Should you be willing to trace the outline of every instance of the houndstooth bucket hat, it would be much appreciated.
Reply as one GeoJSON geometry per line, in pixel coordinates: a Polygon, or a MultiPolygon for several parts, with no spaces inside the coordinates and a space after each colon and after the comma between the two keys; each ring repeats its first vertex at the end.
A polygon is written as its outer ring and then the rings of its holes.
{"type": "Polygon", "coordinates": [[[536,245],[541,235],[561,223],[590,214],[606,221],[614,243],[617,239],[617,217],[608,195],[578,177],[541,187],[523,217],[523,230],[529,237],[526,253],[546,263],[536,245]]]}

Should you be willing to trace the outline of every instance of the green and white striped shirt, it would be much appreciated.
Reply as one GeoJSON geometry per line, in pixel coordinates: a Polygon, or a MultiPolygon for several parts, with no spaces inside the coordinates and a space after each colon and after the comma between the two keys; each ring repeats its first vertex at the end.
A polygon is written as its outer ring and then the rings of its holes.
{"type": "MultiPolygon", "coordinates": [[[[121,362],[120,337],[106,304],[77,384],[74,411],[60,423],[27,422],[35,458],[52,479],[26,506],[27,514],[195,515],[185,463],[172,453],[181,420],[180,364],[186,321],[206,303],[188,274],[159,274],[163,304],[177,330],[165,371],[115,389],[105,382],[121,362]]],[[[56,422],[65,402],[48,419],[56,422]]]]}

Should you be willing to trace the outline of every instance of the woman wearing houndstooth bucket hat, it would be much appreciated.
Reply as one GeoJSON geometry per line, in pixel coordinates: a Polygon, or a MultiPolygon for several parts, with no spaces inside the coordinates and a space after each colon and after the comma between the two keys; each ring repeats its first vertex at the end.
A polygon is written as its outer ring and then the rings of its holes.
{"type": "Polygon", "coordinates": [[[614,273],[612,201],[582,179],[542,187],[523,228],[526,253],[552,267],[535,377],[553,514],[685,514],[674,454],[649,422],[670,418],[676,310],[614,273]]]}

═══

— 练习题目 —
把上面的全部材料原样重复一遍，逐行照录，一字不改。

— 练习结果 —
Should you be willing to trace the outline of every instance of the houndstooth bucket hat, it would be much appreciated.
Reply as one GeoJSON geometry per line, in pixel coordinates: a Polygon, or a MultiPolygon for several parts, with no spaces inside the coordinates and a space after each colon and after the comma between the two keys; each ring repeats its first vertex at the end.
A polygon is written as its outer ring and then the rings of its holes.
{"type": "Polygon", "coordinates": [[[536,245],[541,235],[561,223],[590,214],[606,221],[614,243],[617,239],[617,217],[608,195],[578,177],[541,187],[523,217],[523,230],[529,237],[526,253],[546,263],[536,245]]]}

Should you be willing to trace the outline of every instance of the green and white striped shirt, it would be much appreciated.
Reply as one GeoJSON geometry per line, in pixel coordinates: a Polygon, or a MultiPolygon for several parts, with no spaces inside the coordinates and a space after each colon and after the comma between the two keys; each ring repeats its first vertex at the end.
A polygon is written as its outer ring and then the rings of its holes.
{"type": "MultiPolygon", "coordinates": [[[[121,362],[120,337],[106,304],[77,384],[74,411],[60,423],[27,422],[35,458],[52,479],[26,506],[27,514],[195,515],[185,463],[172,453],[181,420],[180,364],[186,321],[206,303],[188,274],[159,274],[163,304],[177,330],[165,371],[115,389],[105,382],[121,362]]],[[[56,422],[65,402],[48,419],[56,422]]]]}

Should you be willing to trace the outline of every instance of the woman wearing houndstooth bucket hat, it would be much appreciated.
Reply as one GeoJSON geometry per line, in pixel coordinates: a Polygon, or a MultiPolygon for several parts, with no spaces inside the coordinates and a space after each colon and after the comma between the two keys; each ring repeats its first vertex at the end.
A polygon is written as its outer ring and then the rings of its holes.
{"type": "Polygon", "coordinates": [[[614,273],[612,201],[582,179],[542,187],[523,228],[526,253],[552,267],[535,377],[553,514],[685,514],[674,454],[649,422],[670,418],[676,310],[614,273]]]}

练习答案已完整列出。